Luis Weiler, geboren am 9. September 1863 in Amurrio (Spanien), nach dem Abitur am Realgymnasium in Wiesbaden, folgten Militärdienst und Studium an den Technischen Hochschulen in Hannover und Charlottenburg. Anschließend war er als Bauführer in Stettin und in Wiesbaden tätig, in Wiesbaden beim Bau der Schwalbacher Bahn. Weitere Stationen in seinem Leben waren:
- 1891/92 bei der Eisenbahndirektion Köln
- 1893-1897 Sektionsingenieur für die Bahnstrecke von Ayutthaya nach Hinlap, einem 65 km langen Teilstück der Koratbahn in Siam (heute: Thailand)
- 1898 Reise von Siam über China, Japan, Kanada, USA und Spanien nach Deutschland, wo er am 18. Juni 1898 in Wiesbaden Elisabeth Jung heiratete. Noch am Tag der Hochzeit erfolgt die Abreise nach Tsingtau (China), um am Bau der Schantung-Bahn mitzuwirken. Ihm wurden die ersten 60 Kilometer als Sektion zugeteilt. Im Juni 1901 verließ er China und gelangte über Sibirien nach Deutschland.
- Oktober 1901 bis März 1903 bei der Eisenbahndirektion Köln
- März 1903 bis Februar 1904 in Palästina: Bau der Haifa-Bahn, einer Anschlusslinie der Hedschasbahn, die Damaskus mit Mekka und Medina verbinden sollte.
- Am 1. Juli 1904 wurde er für 13 Jahre Generaldirektor der siamesischen Staatsbahn. Unter seiner Leitung wurde der Ausbau der Eisenbahn in Thailand weiter vorangetrieben. In rund fünf Jahren wurde das Streckennetz von 457 km auf 925 km mehr als verdoppelt.
- 22. Juli 1917 Internierung infolge der Kriegserklärung Siams an Deutschland.
- 1. Oktober 1917 vorzeitige Entlassung wegen Erkrankung.
- 21. Dezember 1917 Antritt der Heimreise.
- 16. Januar 1918 gestorben auf See an Bord des dänischen Schiffes „Magdala“ bei Lourenco Marques vor der Ostküste Afrikas.
Technikgeschichtliche Bedeutung hat die briefliche Korrespondenz mit seinem Vater. Diese wird heute im
Deutschen Museum in München aufbewahrt. Da auch Karl Weiler Eisenbahningenieur war, tauschten sich Vater und Sohn als technische Fachleute aus. Luis Weiler versah diese Briefe mit zahlreichen detaillierten Zeichnungen. Diese Briefe Weilers sind die einzige umfassende und über Jahre gehende Dokumentation eines im Ausland tätigen deutschen Ingenieurs.

(Datensatzeinträge)
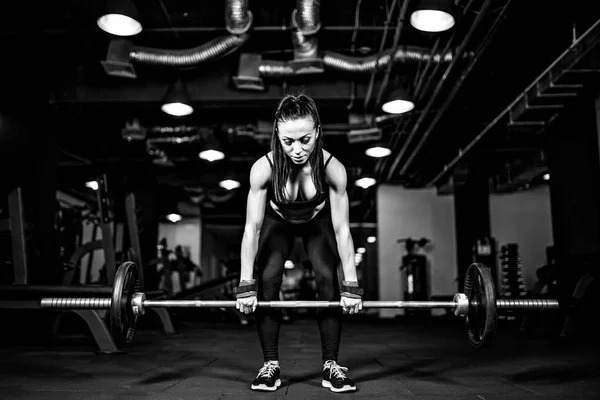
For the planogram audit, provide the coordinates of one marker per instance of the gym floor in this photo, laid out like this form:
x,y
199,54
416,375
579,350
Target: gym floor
x,y
389,359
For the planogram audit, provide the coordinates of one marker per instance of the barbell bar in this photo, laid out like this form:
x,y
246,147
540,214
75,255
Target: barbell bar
x,y
140,303
478,305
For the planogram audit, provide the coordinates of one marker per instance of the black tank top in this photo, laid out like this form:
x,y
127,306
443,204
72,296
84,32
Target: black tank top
x,y
300,203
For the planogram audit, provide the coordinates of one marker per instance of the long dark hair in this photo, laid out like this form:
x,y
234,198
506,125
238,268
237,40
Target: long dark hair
x,y
293,107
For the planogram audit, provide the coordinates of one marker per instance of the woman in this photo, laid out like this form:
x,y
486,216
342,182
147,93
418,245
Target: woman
x,y
298,189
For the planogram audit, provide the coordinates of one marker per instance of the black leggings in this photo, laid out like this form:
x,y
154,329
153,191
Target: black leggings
x,y
275,245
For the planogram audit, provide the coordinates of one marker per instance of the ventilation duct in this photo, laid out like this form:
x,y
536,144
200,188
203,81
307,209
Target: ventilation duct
x,y
238,22
306,21
359,65
306,16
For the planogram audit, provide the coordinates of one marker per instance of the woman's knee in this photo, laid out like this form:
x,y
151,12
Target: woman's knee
x,y
327,287
269,286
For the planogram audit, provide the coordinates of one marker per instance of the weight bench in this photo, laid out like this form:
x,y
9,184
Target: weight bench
x,y
27,297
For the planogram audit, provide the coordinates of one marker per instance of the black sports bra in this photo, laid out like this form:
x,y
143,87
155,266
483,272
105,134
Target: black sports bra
x,y
300,204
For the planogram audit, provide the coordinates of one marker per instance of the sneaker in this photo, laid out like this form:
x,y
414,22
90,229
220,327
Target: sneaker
x,y
334,378
267,378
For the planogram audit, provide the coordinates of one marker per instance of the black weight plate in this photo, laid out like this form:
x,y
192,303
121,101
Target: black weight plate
x,y
482,317
122,318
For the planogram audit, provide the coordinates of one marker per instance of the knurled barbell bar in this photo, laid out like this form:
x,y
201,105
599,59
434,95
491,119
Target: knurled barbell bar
x,y
478,304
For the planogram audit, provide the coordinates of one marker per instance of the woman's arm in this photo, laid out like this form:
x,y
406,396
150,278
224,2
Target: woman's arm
x,y
255,211
340,210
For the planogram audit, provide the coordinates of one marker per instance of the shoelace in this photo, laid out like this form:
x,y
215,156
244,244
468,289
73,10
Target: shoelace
x,y
268,369
336,370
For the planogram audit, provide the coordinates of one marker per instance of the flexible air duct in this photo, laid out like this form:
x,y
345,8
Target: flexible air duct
x,y
306,16
238,20
358,65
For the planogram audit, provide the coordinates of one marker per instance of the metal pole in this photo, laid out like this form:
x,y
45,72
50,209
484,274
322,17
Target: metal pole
x,y
297,304
105,303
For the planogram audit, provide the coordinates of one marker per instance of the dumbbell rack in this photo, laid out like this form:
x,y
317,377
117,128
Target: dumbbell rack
x,y
512,284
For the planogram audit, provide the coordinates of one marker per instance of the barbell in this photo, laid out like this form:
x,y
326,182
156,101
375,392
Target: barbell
x,y
478,304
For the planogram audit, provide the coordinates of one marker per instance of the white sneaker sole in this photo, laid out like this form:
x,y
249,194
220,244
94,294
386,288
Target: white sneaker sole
x,y
267,388
346,388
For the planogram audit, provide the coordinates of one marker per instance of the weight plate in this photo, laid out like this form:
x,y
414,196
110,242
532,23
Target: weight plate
x,y
481,318
122,319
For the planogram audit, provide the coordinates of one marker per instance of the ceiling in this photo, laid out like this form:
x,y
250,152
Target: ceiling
x,y
494,52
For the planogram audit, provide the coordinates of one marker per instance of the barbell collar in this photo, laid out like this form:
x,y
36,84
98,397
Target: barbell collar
x,y
76,303
137,303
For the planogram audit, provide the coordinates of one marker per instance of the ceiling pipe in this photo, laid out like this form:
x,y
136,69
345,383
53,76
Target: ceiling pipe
x,y
306,20
576,46
438,88
238,21
361,65
418,91
306,17
457,85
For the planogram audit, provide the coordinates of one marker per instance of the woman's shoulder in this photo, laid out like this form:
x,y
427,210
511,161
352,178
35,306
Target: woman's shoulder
x,y
261,170
334,170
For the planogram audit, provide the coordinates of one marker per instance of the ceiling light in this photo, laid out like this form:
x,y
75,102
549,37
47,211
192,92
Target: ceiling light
x,y
229,184
120,19
433,16
365,182
397,102
174,218
378,151
177,100
92,185
212,155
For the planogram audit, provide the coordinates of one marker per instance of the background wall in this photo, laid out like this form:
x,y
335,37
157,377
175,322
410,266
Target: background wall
x,y
187,233
405,213
524,218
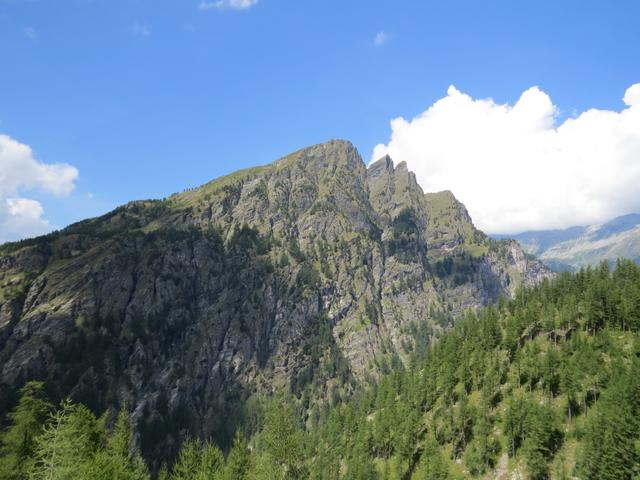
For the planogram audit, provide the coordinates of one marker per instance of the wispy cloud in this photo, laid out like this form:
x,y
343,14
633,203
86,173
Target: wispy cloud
x,y
381,38
30,33
233,4
141,30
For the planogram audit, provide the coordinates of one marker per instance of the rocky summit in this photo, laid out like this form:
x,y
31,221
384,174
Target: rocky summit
x,y
313,273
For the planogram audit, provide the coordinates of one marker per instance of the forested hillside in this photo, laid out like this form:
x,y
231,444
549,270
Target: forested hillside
x,y
313,273
546,385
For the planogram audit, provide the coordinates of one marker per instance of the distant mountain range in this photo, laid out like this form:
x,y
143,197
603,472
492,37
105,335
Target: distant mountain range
x,y
575,247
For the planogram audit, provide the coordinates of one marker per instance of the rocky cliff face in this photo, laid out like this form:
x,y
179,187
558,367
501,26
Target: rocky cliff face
x,y
312,272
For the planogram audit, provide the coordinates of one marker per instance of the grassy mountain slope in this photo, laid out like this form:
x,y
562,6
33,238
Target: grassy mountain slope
x,y
312,273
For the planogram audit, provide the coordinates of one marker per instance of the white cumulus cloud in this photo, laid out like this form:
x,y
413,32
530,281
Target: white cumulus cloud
x,y
234,4
515,168
20,171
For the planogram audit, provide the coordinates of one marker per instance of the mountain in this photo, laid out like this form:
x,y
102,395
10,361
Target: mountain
x,y
576,247
313,273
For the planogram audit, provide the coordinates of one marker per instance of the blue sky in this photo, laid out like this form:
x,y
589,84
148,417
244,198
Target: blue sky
x,y
148,97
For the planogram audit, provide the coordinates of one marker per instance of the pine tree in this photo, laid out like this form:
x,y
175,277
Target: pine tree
x,y
119,459
18,441
238,460
68,444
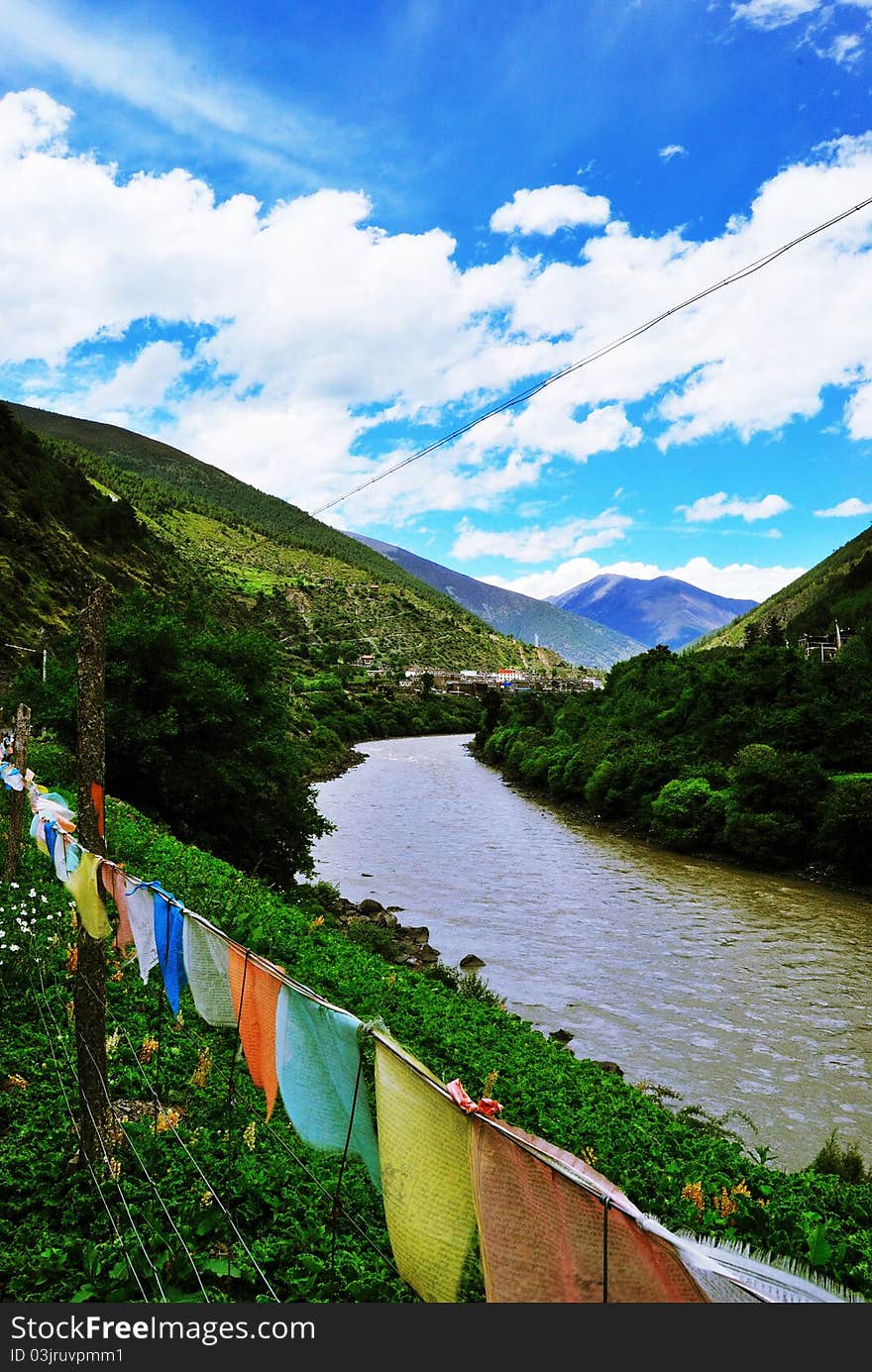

** Aufgaben **
- a) Beantworten Sie anhand des Textauszugs über Luis Weiler die folgenden Fragen.
(i) In welcher Stadt heiratete Luis Weiler Elisabeth Jung?
(ii) Auf wie viele Kilometer wuchs das Streckennetz in Thailand unter seiner Leitung?
(iii) Wo wird die Korrespondenz mit seinem Vater heute aufbewahrt?
- b) Übertragen Sie diesen Satz aus dem Textauszug über Luis Weiler ins Englische: „Am 1. Juli 1904 wurde er für 13 Jahre Generaldirektor der siamesischen Staatsbahn.“
- c) Entscheiden Sie bei jeder Aussage, ob sie mit dem Textauszug über Luis Weiler übereinstimmt.
(i) Luis Weiler wurde in Wiesbaden geboren.
(ii) Das Teilstück von Ayutthaya nach Hinlap war 65 km lang.
(iii) Luis Weiler starb an Bord eines dänischen Schiffes.

** Lösungen **
- a)
(i) In Wiesbaden.
(ii) Auf 925 km.
(iii) Im Deutschen Museum in München.

- b) On July 1, 1904, he became director general of the Siamese State Railway for 13 years.

- c)
(i) Nein: „geboren am 9. September 1863 in Amurrio (Spanien)“
(ii) Ja: „einem 65 km langen Teilstück der Koratbahn“
(iii) Ja: „gestorben auf See an Bord des dänischen Schiffes“